EXTRACTED INFORMATION:
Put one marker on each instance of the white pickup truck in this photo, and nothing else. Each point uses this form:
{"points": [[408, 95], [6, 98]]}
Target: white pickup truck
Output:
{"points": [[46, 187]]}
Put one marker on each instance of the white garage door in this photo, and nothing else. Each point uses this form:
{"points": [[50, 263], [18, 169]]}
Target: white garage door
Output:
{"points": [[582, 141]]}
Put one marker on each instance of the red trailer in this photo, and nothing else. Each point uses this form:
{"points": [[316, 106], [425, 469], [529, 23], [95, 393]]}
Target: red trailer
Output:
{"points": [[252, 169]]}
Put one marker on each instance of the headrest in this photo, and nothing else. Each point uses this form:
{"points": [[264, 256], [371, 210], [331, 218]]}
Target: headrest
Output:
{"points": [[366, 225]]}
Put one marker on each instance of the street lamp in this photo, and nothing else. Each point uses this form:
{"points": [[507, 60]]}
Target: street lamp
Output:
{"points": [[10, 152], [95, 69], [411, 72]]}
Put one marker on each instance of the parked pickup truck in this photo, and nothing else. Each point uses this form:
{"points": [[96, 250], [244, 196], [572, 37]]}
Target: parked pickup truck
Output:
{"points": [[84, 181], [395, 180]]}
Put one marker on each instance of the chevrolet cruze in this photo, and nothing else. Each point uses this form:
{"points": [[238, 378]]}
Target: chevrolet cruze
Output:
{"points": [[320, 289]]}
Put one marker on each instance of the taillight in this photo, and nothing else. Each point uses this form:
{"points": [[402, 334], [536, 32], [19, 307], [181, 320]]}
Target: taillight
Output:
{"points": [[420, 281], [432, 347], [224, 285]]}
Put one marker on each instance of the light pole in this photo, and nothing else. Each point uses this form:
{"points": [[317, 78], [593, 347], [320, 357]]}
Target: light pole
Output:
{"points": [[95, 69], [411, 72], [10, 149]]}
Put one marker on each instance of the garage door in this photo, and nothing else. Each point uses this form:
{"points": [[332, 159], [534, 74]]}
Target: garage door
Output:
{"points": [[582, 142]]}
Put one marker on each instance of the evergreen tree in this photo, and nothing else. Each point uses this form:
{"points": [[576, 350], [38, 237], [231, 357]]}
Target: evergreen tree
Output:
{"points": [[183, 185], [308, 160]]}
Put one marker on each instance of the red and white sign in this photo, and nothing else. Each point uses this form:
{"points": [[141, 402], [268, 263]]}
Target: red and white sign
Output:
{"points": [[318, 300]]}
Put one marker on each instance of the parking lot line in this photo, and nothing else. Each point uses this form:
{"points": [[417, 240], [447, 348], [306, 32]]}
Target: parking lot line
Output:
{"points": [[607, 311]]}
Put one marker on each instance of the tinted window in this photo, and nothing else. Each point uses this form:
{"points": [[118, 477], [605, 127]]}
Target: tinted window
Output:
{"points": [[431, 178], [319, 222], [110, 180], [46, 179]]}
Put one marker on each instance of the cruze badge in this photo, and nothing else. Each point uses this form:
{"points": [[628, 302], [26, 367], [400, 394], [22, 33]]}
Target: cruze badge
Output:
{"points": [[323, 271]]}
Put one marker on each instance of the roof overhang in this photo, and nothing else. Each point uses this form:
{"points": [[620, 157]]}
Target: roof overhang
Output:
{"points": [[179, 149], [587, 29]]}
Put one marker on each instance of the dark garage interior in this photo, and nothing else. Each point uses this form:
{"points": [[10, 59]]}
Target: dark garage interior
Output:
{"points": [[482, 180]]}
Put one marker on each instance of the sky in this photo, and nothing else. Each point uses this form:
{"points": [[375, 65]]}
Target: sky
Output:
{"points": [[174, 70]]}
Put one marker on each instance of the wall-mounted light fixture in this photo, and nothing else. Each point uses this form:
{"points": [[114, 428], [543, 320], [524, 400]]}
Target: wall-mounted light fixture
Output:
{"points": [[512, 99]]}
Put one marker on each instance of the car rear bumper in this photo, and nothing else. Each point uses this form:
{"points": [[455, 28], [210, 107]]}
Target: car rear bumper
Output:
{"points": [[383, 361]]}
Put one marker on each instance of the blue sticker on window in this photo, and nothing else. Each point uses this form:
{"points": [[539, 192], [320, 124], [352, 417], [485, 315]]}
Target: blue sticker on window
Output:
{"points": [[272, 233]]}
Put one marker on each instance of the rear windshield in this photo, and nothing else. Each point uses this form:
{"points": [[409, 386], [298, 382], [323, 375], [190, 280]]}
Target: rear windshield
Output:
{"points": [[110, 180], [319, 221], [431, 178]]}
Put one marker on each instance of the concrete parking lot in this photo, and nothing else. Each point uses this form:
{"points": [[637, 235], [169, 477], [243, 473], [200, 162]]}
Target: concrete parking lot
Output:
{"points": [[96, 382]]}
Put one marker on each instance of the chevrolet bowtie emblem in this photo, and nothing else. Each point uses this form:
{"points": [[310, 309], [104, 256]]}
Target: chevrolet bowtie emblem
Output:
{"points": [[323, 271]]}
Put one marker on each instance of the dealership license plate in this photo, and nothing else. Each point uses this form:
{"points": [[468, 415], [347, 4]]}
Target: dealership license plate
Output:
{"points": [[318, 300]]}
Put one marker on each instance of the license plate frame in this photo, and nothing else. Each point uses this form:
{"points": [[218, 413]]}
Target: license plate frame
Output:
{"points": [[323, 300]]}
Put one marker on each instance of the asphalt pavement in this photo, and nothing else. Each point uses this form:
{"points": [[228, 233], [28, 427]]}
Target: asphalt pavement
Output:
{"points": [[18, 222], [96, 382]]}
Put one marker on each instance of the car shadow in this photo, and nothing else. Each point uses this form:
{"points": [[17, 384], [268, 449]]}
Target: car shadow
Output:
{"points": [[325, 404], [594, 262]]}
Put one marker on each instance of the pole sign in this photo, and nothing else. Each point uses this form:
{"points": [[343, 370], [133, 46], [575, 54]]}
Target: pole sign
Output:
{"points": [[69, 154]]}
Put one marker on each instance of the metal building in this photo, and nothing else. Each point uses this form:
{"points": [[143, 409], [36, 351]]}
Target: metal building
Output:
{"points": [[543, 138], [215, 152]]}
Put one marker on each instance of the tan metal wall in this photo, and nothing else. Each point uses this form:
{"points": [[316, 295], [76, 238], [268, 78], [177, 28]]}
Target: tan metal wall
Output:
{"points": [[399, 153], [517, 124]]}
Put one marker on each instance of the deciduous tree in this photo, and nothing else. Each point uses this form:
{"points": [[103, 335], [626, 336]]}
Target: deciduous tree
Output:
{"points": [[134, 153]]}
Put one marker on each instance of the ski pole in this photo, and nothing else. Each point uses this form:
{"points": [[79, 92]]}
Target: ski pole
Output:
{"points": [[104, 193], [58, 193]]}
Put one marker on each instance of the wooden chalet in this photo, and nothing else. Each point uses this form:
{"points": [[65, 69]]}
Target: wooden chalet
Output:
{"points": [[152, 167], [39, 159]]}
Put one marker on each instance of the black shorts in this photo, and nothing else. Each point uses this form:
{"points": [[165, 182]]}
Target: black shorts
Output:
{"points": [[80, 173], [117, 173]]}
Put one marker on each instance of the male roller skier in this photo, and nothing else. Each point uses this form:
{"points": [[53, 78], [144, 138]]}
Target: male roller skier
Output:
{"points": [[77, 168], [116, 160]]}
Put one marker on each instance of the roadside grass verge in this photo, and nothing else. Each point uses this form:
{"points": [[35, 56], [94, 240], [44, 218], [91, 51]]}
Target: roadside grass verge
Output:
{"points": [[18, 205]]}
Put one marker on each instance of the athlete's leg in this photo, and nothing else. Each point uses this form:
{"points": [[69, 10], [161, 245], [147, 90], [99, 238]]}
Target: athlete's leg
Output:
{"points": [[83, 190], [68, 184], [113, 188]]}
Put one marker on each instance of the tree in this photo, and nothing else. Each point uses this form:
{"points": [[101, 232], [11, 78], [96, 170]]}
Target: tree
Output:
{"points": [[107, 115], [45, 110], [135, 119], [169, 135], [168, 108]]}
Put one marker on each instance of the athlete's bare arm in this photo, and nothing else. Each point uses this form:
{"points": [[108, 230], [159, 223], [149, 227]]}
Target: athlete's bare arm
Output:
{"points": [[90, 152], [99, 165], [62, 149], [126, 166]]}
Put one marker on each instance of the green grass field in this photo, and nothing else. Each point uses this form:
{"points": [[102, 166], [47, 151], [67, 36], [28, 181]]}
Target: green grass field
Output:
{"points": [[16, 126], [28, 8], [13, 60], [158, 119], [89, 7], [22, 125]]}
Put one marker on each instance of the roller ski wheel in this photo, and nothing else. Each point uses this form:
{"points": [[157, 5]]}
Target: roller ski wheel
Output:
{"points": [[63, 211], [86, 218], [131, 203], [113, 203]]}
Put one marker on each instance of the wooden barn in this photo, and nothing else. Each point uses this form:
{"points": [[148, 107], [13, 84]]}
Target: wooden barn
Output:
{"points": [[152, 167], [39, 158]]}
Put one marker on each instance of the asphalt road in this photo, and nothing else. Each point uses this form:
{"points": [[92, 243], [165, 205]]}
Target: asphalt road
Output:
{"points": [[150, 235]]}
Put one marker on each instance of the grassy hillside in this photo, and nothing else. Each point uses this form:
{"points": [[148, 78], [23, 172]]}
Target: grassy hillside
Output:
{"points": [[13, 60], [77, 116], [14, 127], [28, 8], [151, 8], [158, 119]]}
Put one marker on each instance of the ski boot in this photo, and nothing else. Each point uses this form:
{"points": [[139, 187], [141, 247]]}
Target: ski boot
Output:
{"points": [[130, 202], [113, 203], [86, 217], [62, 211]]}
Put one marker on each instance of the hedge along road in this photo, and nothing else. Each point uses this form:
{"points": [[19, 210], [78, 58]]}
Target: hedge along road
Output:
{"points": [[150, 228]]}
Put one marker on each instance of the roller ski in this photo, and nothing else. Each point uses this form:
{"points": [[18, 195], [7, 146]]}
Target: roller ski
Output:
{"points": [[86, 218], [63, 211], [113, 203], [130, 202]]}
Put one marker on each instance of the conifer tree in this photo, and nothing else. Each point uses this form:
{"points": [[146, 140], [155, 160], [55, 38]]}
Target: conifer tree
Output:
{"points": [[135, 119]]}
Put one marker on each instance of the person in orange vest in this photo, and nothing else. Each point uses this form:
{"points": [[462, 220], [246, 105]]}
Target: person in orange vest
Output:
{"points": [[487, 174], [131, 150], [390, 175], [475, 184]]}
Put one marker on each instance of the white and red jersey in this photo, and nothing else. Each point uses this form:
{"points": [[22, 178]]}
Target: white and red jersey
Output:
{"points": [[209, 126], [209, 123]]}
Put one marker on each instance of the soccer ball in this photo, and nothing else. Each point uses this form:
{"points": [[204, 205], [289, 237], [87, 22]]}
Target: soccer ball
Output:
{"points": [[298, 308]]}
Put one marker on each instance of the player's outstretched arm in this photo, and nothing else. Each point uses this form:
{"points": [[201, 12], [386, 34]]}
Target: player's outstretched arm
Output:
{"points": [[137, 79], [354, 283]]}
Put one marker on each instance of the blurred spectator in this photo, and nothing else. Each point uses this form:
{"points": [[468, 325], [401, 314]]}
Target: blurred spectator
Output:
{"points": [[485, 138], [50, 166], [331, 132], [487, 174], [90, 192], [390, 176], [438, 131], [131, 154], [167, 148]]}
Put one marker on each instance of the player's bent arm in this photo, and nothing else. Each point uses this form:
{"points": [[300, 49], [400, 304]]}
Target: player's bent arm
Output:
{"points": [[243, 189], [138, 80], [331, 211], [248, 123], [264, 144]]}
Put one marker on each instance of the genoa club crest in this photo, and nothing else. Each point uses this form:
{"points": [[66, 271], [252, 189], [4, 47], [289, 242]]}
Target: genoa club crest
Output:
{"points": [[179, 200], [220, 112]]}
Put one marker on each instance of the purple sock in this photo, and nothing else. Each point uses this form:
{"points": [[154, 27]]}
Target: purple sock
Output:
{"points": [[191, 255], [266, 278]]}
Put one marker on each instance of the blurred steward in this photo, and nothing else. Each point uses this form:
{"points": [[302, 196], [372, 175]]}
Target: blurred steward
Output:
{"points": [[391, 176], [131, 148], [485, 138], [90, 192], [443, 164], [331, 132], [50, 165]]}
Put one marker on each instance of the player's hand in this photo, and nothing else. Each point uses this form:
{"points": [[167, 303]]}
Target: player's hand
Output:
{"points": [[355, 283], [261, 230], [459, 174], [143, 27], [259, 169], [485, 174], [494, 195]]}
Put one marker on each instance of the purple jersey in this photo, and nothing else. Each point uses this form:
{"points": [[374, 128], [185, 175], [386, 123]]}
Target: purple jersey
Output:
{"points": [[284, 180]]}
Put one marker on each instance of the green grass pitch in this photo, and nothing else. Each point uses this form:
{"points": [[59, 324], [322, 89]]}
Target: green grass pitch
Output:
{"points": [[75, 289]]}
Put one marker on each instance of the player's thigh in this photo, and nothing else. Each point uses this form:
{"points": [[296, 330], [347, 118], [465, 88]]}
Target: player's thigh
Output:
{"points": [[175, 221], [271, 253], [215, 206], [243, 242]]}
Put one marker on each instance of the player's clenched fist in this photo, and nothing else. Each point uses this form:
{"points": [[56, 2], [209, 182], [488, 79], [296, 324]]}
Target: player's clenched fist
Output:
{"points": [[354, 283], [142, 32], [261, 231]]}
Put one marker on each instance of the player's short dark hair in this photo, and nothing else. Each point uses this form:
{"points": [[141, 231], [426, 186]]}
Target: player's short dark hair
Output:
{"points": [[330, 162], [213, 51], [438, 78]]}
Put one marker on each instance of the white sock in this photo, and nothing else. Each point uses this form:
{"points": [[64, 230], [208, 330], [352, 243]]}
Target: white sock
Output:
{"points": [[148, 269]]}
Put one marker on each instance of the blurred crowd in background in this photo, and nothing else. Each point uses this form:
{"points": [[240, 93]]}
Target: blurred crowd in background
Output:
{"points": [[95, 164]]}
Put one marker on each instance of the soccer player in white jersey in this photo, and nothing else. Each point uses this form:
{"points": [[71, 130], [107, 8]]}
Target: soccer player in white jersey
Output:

EXERCISE: The answer must be a single number: the count of lines in the entries above that contain "wooden".

YOUR SOLUTION: 4